§ **Quoted text**
╭──

Operational Importance of AFSPA
The Armed Forces Special Powers Act (AFSPA)-1958 was enacted by the Parliament on September 11, 1958, to provide necessary powers and legal protection to the Armed Forces while carrying out proactive operations against the insurgents in a highly hostile environment. Since then, the Armed Forces have been able to effectively contain insurgency and establish stability in the region. With the ongoing insurgency in the North East, the AFSPA-1958, is currently applicable in the States of Assam, Manipur, Meghalaya, Mizoram, Nagaland, Tripura, as also Tirap and Changlang districts of Arunachal Pradesh. Subsequently, the Parliament enacted the Armed Forces (Jammu and Kashmir) Special Powers Act-1990 for the state of Jammu & Kashmir, which came into effect on July 05, 1990.
In the last quarter of 2011, the Armed Forces Special Powers Act (AFSPA) was much in the news. Not that it has never been up for public debate, this time around the Chief Minister of Jammu & Kashmir (J&K), himself was pushing the proposal for revocation of the AFSPA from the State of J&K or at least lift it partially albeit selectively. Discussion on the AFSPA has been going on sporadically over the last two decades. It raises its pitch especially when an alleged human rights violation comes to the fore either in J&K or in any troubled state in the North East.
Not only do the troops operate in hostile terrain, they also work in an unfriendly population environment…
The AFSPA-1958 was enacted by the Parliament on September 11, 1958, to provide necessary powers and legal protection to the Armed Forces while to carrying out proactive operations against the insurgents in a highly hostile environment. Since then, the Armed Forces have been able to effectively contain insurgency and establish stability in the region. With the ongoing insurgency in the North East, the AFSPA-1958, is currently applicable in the States of Assam, Manipur, Meghalaya, Mizoram, Nagaland, Tripura, as also Tirap and Changlang districts of Arunachal Pradesh. Subsequently, the Parliament enacted the Armed Forces (Jammu and Kashmir) Special Powers Act-1990 for the state of J&K, which came into effect on July 05, 1990.
Initially, the Government had declared areas falling within 20 kms of the Line of Control (LoC) in the districts of Rajouri and Poonch as also the districts of Anantnag, Baramulla, Budgam, Kupwara, Pulwama and Srinagar as disturbed. Subsequently, in August 2001, the AFSPA was extended to the districts of Jammu, Kathua, Udhampur, Poonch, Rajouri and Doda, when these were also declared ‘disturbed’.
Demand to Repeal/Revoke AFSPA
The longstanding demand of separatists, their supporters and some political parties has been to repeal the AFPSA altogether. However, the Chief Minister of J&K has propounded the idea of a partial revocation from certain areas of the state. Echoing public sentiment, its votaries repeatedly blast the Act as “draconian” in nature and the Army’s misuse of the Act to perpetrate human rights violations and excesses.
Public sentiment and those swaying with it often term the AFSPA as illegal and unconstitutional…
Need for Legal Protection
An analysis of ground realities vis-a-vis the situation in early 1950s makes it evident that the fighting capability of the militants in the North East and J&K has improved considerably over the years. They possess sophisticated weapons, modern communication equipment and have moral and financial support from across the borders. Areas close to the international border witness trans-border movement of militants from their camps and hide-outs in neighbouring countries.

╰──

§ **Tasks**
a: Answer these questions using the AFSPA article:
(i) On what date did the Armed Forces (Jammu and Kashmir) Special Powers Act-1990 come into effect?
(ii) In which month and year was the AFSPA extended to the districts of Jammu, Kathua, Udhampur, Poonch, Rajouri and Doda?
(iii) In areas close to the international border, where do militants move from across the border?
b: Write out the part of the AFSPA article from "Initially, the Government" to "also declared ‘disturbed’.", copying it word for word.

§ **Recorded data**

╭──

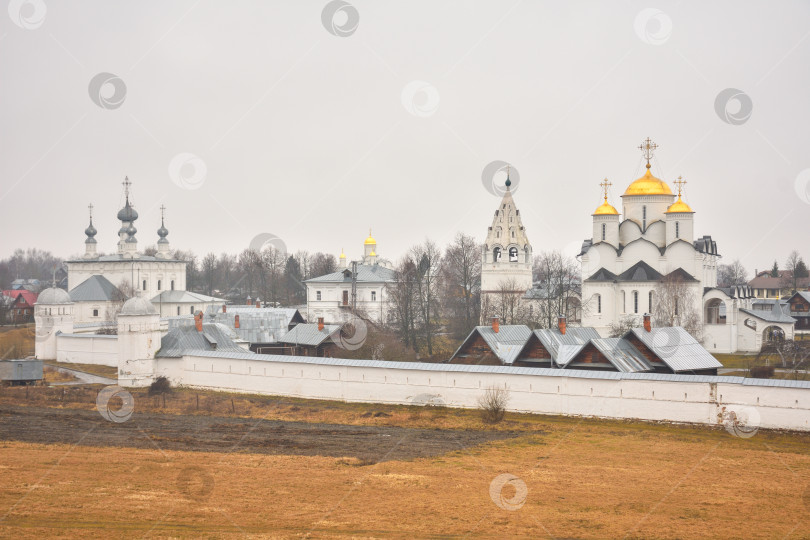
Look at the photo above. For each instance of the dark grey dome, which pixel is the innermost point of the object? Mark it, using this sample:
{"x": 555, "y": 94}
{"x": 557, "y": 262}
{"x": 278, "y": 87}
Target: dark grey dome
{"x": 127, "y": 213}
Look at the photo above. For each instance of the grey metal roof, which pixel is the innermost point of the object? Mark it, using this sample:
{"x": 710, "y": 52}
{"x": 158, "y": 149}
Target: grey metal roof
{"x": 308, "y": 334}
{"x": 120, "y": 258}
{"x": 622, "y": 355}
{"x": 776, "y": 314}
{"x": 188, "y": 340}
{"x": 564, "y": 347}
{"x": 676, "y": 348}
{"x": 507, "y": 342}
{"x": 505, "y": 370}
{"x": 365, "y": 273}
{"x": 183, "y": 297}
{"x": 96, "y": 289}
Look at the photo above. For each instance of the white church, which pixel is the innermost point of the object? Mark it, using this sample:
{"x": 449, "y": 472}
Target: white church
{"x": 653, "y": 241}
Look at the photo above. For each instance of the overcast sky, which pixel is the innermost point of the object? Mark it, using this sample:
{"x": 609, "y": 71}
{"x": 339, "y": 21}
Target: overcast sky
{"x": 315, "y": 132}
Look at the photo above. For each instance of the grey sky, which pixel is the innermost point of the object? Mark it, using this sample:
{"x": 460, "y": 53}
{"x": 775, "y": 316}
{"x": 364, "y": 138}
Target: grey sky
{"x": 304, "y": 134}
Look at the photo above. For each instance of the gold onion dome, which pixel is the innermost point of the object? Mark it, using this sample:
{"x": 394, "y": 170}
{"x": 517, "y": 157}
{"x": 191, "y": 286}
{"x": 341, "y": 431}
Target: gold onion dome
{"x": 678, "y": 206}
{"x": 606, "y": 209}
{"x": 648, "y": 185}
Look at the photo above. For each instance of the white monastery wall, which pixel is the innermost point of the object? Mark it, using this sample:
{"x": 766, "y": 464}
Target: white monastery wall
{"x": 690, "y": 399}
{"x": 87, "y": 349}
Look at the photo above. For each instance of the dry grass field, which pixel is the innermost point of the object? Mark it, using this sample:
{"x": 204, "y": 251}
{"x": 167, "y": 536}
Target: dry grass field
{"x": 583, "y": 479}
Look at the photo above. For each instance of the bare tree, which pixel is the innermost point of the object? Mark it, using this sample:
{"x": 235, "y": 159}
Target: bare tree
{"x": 796, "y": 270}
{"x": 675, "y": 305}
{"x": 461, "y": 273}
{"x": 559, "y": 289}
{"x": 428, "y": 259}
{"x": 729, "y": 275}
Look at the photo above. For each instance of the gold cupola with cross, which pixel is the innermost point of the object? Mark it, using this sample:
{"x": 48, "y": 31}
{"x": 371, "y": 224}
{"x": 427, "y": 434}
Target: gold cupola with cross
{"x": 648, "y": 184}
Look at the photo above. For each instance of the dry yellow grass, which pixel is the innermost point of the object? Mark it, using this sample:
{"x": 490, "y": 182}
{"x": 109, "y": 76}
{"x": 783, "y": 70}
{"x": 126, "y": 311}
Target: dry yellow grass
{"x": 585, "y": 479}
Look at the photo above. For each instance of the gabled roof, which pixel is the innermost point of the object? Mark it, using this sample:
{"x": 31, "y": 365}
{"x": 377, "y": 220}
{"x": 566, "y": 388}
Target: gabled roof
{"x": 680, "y": 274}
{"x": 308, "y": 334}
{"x": 368, "y": 273}
{"x": 776, "y": 314}
{"x": 96, "y": 289}
{"x": 641, "y": 271}
{"x": 622, "y": 355}
{"x": 564, "y": 347}
{"x": 186, "y": 339}
{"x": 183, "y": 297}
{"x": 506, "y": 344}
{"x": 676, "y": 348}
{"x": 603, "y": 274}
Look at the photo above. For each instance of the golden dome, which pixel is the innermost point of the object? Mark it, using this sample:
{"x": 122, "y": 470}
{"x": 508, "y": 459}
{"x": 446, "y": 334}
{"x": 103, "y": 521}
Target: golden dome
{"x": 648, "y": 185}
{"x": 605, "y": 209}
{"x": 678, "y": 206}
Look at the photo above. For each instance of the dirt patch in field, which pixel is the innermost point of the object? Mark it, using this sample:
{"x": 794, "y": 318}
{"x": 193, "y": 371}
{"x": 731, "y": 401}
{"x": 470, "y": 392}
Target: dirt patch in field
{"x": 369, "y": 444}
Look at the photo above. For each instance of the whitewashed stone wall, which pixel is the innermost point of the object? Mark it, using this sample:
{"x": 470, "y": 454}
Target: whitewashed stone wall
{"x": 549, "y": 392}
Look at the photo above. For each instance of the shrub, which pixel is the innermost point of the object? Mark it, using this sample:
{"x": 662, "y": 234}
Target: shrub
{"x": 493, "y": 404}
{"x": 160, "y": 386}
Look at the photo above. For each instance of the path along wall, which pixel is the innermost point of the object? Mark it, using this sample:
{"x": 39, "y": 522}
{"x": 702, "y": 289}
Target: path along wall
{"x": 675, "y": 398}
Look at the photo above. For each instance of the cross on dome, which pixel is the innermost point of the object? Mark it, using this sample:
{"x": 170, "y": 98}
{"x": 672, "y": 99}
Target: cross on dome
{"x": 648, "y": 148}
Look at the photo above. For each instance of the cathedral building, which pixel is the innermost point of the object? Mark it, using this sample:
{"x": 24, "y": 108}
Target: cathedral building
{"x": 648, "y": 260}
{"x": 359, "y": 286}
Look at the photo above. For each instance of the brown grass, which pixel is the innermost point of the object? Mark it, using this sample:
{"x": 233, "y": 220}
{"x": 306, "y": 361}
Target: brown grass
{"x": 584, "y": 480}
{"x": 103, "y": 371}
{"x": 17, "y": 342}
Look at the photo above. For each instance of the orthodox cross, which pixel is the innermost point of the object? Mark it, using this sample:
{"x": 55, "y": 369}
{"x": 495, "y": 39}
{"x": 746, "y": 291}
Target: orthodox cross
{"x": 605, "y": 185}
{"x": 647, "y": 150}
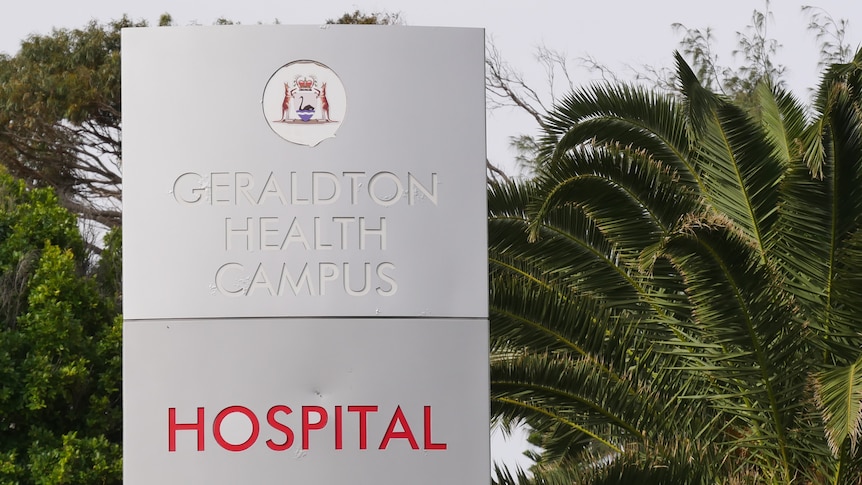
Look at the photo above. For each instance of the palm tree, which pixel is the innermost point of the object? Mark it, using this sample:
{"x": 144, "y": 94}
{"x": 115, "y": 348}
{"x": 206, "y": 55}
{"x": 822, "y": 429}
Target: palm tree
{"x": 676, "y": 295}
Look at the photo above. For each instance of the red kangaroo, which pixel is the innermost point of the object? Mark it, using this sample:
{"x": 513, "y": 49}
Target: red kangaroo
{"x": 285, "y": 105}
{"x": 324, "y": 104}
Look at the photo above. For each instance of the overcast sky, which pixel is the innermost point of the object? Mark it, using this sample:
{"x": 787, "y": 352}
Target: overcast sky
{"x": 618, "y": 33}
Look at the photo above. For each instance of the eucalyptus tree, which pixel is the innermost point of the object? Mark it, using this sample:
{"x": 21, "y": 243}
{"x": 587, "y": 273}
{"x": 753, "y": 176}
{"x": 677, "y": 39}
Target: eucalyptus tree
{"x": 676, "y": 295}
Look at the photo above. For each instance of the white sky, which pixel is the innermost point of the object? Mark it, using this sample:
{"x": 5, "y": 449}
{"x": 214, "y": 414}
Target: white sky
{"x": 618, "y": 33}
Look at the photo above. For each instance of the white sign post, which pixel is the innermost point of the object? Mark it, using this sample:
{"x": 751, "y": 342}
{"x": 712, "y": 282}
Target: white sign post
{"x": 305, "y": 289}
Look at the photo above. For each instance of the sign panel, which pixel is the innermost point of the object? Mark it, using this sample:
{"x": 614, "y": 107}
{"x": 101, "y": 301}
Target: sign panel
{"x": 305, "y": 289}
{"x": 290, "y": 172}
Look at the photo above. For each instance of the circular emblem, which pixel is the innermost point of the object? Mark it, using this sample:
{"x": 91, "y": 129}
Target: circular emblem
{"x": 304, "y": 102}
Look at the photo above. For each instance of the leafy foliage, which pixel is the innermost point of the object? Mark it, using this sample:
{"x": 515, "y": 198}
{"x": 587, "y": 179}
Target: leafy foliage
{"x": 60, "y": 117}
{"x": 675, "y": 296}
{"x": 60, "y": 348}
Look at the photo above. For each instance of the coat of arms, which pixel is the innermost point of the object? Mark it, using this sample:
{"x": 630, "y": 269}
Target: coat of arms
{"x": 304, "y": 102}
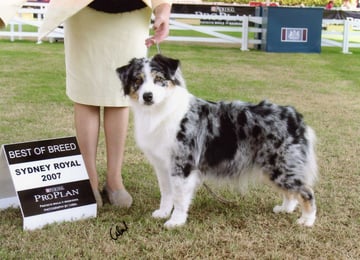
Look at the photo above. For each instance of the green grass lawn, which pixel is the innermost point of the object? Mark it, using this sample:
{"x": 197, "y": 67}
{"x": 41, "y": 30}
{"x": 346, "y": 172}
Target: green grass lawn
{"x": 324, "y": 87}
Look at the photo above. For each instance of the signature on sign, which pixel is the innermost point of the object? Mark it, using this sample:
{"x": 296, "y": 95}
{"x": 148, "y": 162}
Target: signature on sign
{"x": 118, "y": 231}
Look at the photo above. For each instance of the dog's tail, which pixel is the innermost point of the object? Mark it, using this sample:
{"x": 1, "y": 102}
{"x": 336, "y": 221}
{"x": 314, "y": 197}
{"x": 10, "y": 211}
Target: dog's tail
{"x": 311, "y": 165}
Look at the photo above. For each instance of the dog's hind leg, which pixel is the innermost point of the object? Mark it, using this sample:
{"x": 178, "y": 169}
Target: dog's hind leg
{"x": 166, "y": 201}
{"x": 308, "y": 206}
{"x": 289, "y": 203}
{"x": 183, "y": 189}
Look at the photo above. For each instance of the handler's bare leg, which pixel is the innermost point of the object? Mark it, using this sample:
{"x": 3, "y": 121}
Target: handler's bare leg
{"x": 87, "y": 124}
{"x": 115, "y": 124}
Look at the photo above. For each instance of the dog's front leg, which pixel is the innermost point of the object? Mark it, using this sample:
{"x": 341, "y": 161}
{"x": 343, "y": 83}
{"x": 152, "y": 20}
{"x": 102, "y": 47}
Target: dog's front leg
{"x": 183, "y": 189}
{"x": 166, "y": 201}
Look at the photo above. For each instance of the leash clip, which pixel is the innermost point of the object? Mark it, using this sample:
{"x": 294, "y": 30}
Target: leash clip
{"x": 158, "y": 48}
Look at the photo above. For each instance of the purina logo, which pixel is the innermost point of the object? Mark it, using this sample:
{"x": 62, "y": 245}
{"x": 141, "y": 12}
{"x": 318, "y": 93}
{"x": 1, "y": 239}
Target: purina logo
{"x": 294, "y": 34}
{"x": 55, "y": 193}
{"x": 222, "y": 9}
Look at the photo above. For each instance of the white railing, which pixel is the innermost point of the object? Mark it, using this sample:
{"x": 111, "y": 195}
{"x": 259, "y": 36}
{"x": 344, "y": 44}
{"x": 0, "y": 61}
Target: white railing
{"x": 222, "y": 30}
{"x": 216, "y": 33}
{"x": 347, "y": 37}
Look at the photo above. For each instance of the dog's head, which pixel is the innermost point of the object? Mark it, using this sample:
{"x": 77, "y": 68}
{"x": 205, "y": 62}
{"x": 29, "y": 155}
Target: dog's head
{"x": 149, "y": 81}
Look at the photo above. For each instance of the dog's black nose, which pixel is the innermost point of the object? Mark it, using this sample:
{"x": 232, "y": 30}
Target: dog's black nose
{"x": 147, "y": 97}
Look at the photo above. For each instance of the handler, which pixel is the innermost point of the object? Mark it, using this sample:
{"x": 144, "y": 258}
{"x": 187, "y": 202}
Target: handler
{"x": 101, "y": 35}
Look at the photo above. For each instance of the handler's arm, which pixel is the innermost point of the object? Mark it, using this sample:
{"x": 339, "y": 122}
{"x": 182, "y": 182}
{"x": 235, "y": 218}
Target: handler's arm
{"x": 161, "y": 24}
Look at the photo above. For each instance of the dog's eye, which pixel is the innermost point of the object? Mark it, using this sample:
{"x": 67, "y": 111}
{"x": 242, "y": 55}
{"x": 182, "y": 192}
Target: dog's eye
{"x": 138, "y": 82}
{"x": 159, "y": 80}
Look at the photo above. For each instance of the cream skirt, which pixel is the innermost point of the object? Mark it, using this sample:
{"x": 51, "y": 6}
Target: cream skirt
{"x": 96, "y": 43}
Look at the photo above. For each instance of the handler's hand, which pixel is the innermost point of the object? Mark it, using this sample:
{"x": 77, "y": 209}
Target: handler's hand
{"x": 161, "y": 25}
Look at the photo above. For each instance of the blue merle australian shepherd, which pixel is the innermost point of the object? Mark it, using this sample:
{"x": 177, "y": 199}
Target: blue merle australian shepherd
{"x": 187, "y": 139}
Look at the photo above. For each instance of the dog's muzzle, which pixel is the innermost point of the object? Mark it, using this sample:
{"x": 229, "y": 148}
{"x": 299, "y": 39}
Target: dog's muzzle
{"x": 148, "y": 98}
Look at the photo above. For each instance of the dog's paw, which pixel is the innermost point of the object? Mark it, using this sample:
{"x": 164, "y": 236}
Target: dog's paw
{"x": 306, "y": 221}
{"x": 278, "y": 209}
{"x": 170, "y": 224}
{"x": 159, "y": 213}
{"x": 288, "y": 208}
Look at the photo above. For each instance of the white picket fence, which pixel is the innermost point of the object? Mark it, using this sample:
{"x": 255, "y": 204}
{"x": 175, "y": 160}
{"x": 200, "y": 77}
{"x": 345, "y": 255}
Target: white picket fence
{"x": 246, "y": 29}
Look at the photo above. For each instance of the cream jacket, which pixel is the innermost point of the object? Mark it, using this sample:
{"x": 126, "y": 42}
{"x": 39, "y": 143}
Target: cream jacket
{"x": 57, "y": 12}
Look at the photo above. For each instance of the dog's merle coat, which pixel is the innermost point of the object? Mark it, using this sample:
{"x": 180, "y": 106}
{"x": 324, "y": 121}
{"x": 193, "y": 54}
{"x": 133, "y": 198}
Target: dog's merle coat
{"x": 188, "y": 139}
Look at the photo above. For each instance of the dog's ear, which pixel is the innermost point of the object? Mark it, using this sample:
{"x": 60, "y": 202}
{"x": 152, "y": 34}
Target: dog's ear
{"x": 166, "y": 64}
{"x": 125, "y": 74}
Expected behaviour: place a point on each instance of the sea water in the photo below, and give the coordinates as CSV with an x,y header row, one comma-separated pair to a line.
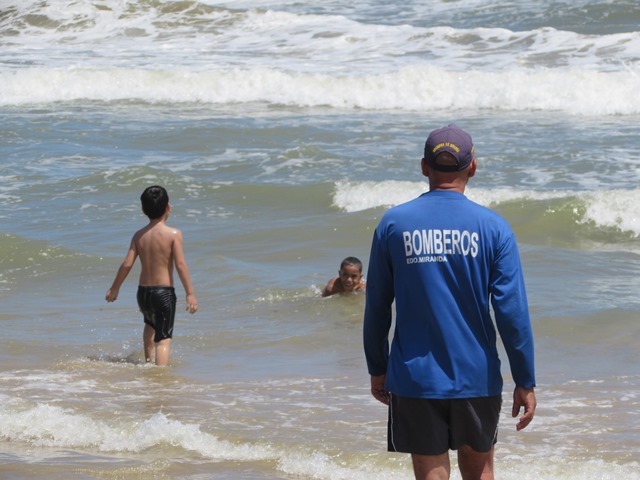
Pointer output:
x,y
283,130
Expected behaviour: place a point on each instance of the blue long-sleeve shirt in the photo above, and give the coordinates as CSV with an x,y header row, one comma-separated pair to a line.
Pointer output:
x,y
446,261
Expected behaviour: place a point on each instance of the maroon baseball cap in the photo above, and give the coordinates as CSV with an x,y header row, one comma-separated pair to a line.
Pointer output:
x,y
453,140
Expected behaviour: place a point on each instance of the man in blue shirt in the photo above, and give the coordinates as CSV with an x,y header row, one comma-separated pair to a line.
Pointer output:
x,y
446,261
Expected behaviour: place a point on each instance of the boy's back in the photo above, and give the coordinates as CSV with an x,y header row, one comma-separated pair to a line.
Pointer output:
x,y
154,245
159,248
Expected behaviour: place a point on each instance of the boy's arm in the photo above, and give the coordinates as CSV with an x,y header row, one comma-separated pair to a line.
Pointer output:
x,y
183,272
123,271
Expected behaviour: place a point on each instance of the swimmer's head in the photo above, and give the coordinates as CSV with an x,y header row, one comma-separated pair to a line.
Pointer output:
x,y
154,201
350,273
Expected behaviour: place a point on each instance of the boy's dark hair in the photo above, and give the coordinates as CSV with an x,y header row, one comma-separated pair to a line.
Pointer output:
x,y
154,201
353,261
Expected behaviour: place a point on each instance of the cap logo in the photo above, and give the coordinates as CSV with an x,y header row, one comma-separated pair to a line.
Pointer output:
x,y
446,144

╰──

§ **Task responses**
a:
(i) July 05, 1990
(ii) August 2001
(iii) From their camps and hide-outs in neighbouring countries

b:
Initially, the Government had declared areas falling within 20 kms of the Line of Control (LoC) in the districts of Rajouri and Poonch as also the districts of Anantnag, Baramulla, Budgam, Kupwara, Pulwama and Srinagar as disturbed. Subsequently, in August 2001, the AFSPA was extended to the districts of Jammu, Kathua, Udhampur, Poonch, Rajouri and Doda, when these were also declared ‘disturbed’.